[begin RECORDS FOR THE EXERCISE]

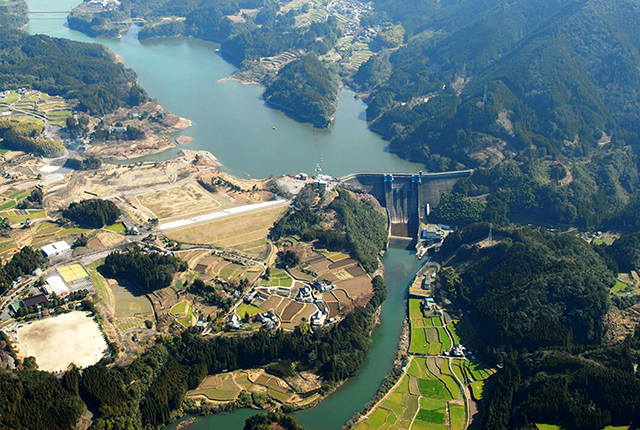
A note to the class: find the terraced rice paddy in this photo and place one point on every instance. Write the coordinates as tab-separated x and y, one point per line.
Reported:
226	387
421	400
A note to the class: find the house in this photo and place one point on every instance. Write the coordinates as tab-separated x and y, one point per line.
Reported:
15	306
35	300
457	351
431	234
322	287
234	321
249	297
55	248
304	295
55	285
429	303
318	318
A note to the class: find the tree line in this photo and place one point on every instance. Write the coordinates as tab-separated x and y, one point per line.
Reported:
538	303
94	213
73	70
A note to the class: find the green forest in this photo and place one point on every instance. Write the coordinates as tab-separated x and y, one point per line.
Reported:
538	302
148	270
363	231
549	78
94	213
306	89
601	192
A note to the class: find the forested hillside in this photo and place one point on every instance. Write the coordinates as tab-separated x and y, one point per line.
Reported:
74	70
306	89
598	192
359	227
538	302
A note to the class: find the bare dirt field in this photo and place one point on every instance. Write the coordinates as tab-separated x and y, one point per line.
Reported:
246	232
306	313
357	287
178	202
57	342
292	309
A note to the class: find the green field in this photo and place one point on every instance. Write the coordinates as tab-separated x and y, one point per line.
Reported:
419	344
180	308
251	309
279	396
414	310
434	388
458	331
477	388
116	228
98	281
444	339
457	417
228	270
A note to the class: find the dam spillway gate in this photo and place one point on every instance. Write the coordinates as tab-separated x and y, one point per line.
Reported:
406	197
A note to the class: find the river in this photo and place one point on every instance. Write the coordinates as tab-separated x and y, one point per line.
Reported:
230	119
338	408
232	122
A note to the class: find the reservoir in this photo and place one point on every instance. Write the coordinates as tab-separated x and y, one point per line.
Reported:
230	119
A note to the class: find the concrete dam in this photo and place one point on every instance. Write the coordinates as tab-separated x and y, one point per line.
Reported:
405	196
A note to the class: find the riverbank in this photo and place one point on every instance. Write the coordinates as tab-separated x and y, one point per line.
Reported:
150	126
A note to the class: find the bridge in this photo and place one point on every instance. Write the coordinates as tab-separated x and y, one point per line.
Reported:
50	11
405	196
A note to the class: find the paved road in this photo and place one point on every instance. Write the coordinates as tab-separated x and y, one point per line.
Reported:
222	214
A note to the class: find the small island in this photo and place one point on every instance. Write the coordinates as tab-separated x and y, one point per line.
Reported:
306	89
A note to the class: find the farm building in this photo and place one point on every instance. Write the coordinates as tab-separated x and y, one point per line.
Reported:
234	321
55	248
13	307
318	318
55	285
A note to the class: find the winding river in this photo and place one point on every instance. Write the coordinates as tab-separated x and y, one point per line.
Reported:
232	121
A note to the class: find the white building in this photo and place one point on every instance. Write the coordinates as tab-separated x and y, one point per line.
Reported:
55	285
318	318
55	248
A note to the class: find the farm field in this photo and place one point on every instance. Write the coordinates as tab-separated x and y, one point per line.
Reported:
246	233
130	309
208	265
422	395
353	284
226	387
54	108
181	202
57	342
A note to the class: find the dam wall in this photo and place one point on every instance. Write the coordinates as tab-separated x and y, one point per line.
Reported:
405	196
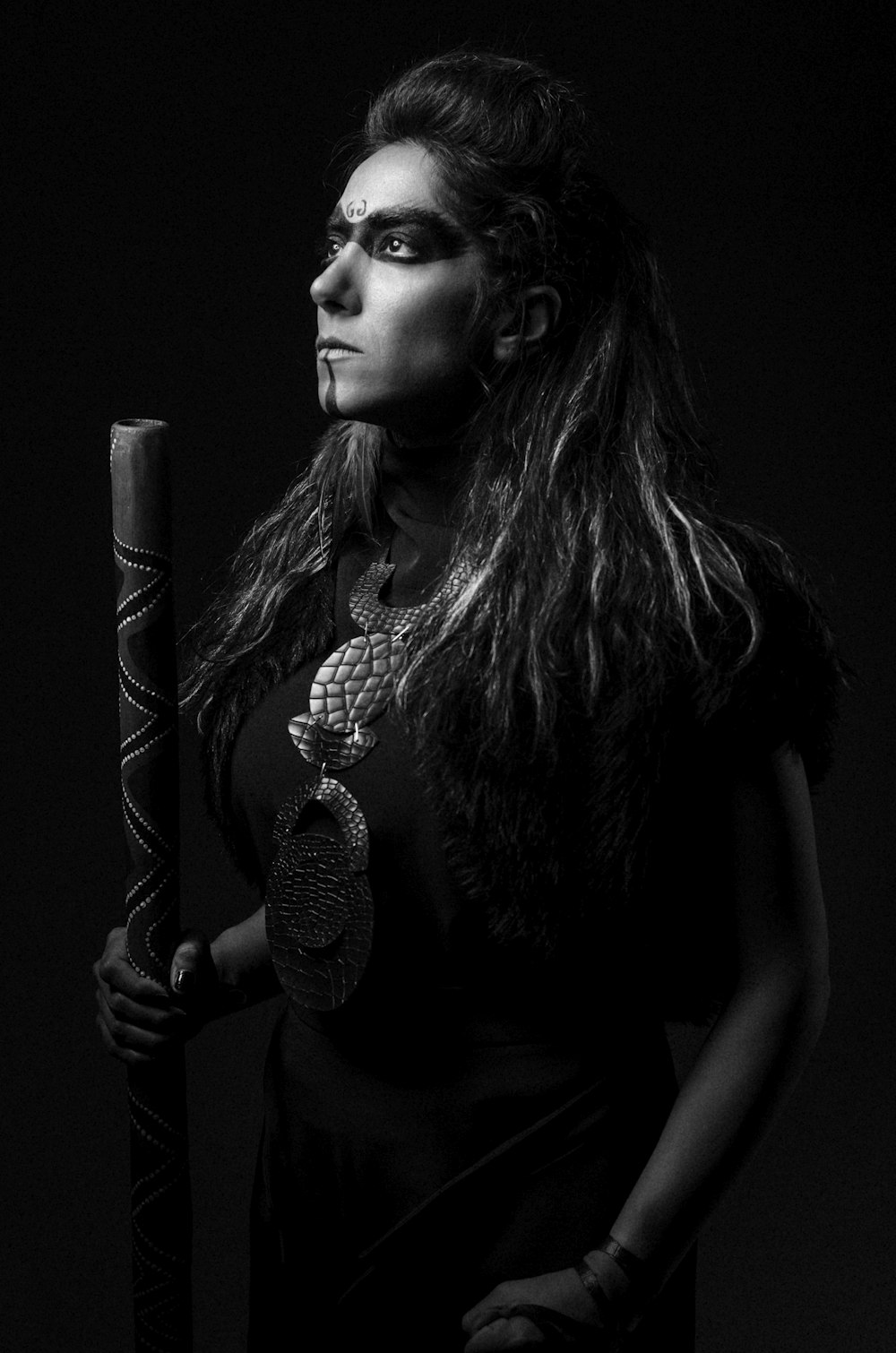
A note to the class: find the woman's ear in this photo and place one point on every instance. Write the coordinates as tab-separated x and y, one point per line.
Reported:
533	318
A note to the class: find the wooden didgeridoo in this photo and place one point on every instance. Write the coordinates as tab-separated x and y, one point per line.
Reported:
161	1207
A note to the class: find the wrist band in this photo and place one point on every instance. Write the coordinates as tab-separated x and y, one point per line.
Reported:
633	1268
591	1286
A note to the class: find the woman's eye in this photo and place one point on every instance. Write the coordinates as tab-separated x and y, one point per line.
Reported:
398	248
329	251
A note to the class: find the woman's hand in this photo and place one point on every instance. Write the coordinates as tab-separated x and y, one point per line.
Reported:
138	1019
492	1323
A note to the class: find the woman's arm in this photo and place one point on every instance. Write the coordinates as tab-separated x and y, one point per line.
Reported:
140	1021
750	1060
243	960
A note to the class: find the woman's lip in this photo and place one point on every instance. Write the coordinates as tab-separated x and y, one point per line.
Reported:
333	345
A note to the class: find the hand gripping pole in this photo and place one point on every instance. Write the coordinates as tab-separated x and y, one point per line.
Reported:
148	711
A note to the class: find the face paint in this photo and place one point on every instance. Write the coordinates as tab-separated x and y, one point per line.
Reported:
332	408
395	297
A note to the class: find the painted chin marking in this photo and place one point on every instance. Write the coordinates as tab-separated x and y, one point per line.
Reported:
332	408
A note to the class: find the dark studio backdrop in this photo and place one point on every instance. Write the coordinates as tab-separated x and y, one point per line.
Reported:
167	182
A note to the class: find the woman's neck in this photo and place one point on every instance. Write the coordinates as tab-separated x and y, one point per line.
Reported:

[end RECORDS FOR THE EXERCISE]

## YOUR INSTRUCTIONS
Quote the records in their entirety, keeping the wording exact and excluding pictures.

## COMPLETED TASK
A note to the class: find the terraced rice paddy in this photo and place one point on every instance. Write the coordinates as tab-separated x and y, one point per line.
Reported:
226	387
421	400
A note to the class: find the house in this photo and place one point on every instance. Write the coordinates as tab-separated x and y, one point per line.
Reported:
15	306
35	300
457	351
431	234
322	287
234	321
249	297
55	248
304	295
55	285
429	303
318	318
A note to the class: find the tree line in this photo and place one point on every instance. Write the coordinates as tab-separated x and y, one point per line.
Reported:
538	303
94	213
73	70
A note to the class: find the green forest in this photo and place one point on every instance. Write the coordinates as tab-separated x and y, one point per line.
Reported:
538	302
148	270
363	231
549	78
94	213
306	89
601	192
A note to the class: find the forested hillside in this photo and place one point on every instance. Write the coordinates as tab-separated x and y, one point per line.
Reported:
74	70
306	89
598	192
359	227
538	302
A note to the class: find the bare dirt field in this photo and place one point on every instance. Write the coordinates as tab-separated x and y, one point per line.
Reported:
246	232
306	313
357	287
178	202
57	342
292	309
A note to the class: find the green field in this photo and place one point on every instance. Write the coordinates as tab-separated x and y, one point per line.
Reported:
419	344
180	308
251	309
279	396
414	310
434	388
458	331
477	388
116	228
98	281
444	339
457	417
228	270
A note to the class: find the dam spillway gate in this photo and place one point on every instance. Write the coordinates as tab-separated x and y, one point per line.
Reported:
406	197
A note to the class: find the river in this photo and place one point on every instance. Write the coordinates as tab-separated x and y, one point per line.
Reported:
230	119
338	408
232	122
A note to the class: find the reservoir in this photo and place one point on every instance. Write the coordinates as tab-separated x and y, one point per line.
Reported:
230	119
A note to the class: find the concrete dam in this photo and place one point on every instance. Write the coordinates as tab-separated x and y, one point per line.
Reported:
405	196
A note to the class: find the riverbank in this photo and place one point on every instance. Write the coordinates as tab-separated x and y, one point per line.
Reported:
150	126
A note to the class: find the bridge in this photo and place one point on every instance. Write the coordinates as tab-separated x and y, one point per line.
Reported:
50	11
405	196
A note to the class: find the paved road in this photo and place one point on every instance. Write the coordinates as tab-separated x and y, one point per line.
Reported:
222	214
A note to the class: find the small island in this photo and place one point on every instance. Write the coordinates as tab-separated x and y, one point per line.
Reported:
306	89
A note to the class: find the farm building in this photo and place one point on every instance. Write the coordinates as tab-separated x and y, one point per line.
Reported:
234	321
55	248
13	307
318	318
55	285
A note to the class: find the winding river in this photo and place one point on every instance. Write the coordinates as tab-separated x and y, one point per line.
Reported:
232	121
A note to the class: find the white building in this photo and place one point on every instance. Write the coordinates as tab-separated x and y, one point per line.
Reported:
55	285
318	318
55	248
A note to the class: find the farm field in this photo and place one point on every instance. Write the coordinates as tab-separated x and y, one point per line.
Reported:
246	233
130	309
208	265
422	395
353	284
226	387
54	108
181	202
57	342
A note to the class: find the dam wall in this photo and place one point on every instance. Write the coordinates as tab-separated x and y, one point per line.
Reported:
405	196
A note to the class: find the woman's ear in this photo and place one point on every instance. Write the coordinates as tab-separated x and y, one point per line.
Reported:
533	318
A note to the class: find the wooden didgeridoo in this photo and place one point on every instance. Write the coordinates as tab-separated x and y, one point per line.
Reported:
161	1207
A note to the class: find the wrist band in this photo and place one point on every instance. Write the coordinates as tab-separated x and y, one point per line.
Reported:
633	1268
591	1286
A note to the class: find the woman's eye in this photo and place one point on every instance. Write the coordinates as tab-separated x and y, one point per line.
Reported:
398	248
329	251
A note to the class: find the woman's hand in this photo and place one point on every instance. Write the coordinates as tab-separated x and y, one point per line.
Reported:
138	1019
492	1323
A note to the class: find the woman's arm in this photo and place one point on every instance. Write the coordinates as tab-separated x and y, one point per line.
Reported:
140	1021
750	1060
243	960
A note to the class: find the woman's lip in this photo and place one point on every instance. Write the coordinates as tab-separated x and y, one point per line.
Reported:
333	345
A note to the class: find the hand gripping pole in this photo and place one point on every instance. Write the coordinates as tab-separated x and y, one point per line.
Reported:
148	711
A note to the class: find the face paint in this photo and place one point on every instance. Write the coordinates as tab-separated x and y, one point per line.
Reported:
332	408
395	297
A note to the class: find the painted chin marking in this photo and place one point on every instance. Write the coordinates as tab-separated x and y, one point per line.
Reported:
332	408
A note to the class: find the dark studio backdrop in this photo and place one point on every instance. Write the coordinates as tab-separated x and y, one point per line.
Reported:
167	182
A note to the class: find the woman's neck in this photo and place one point on every instance. Write the coordinates as tab-separated x and y, one point per line.
Reported:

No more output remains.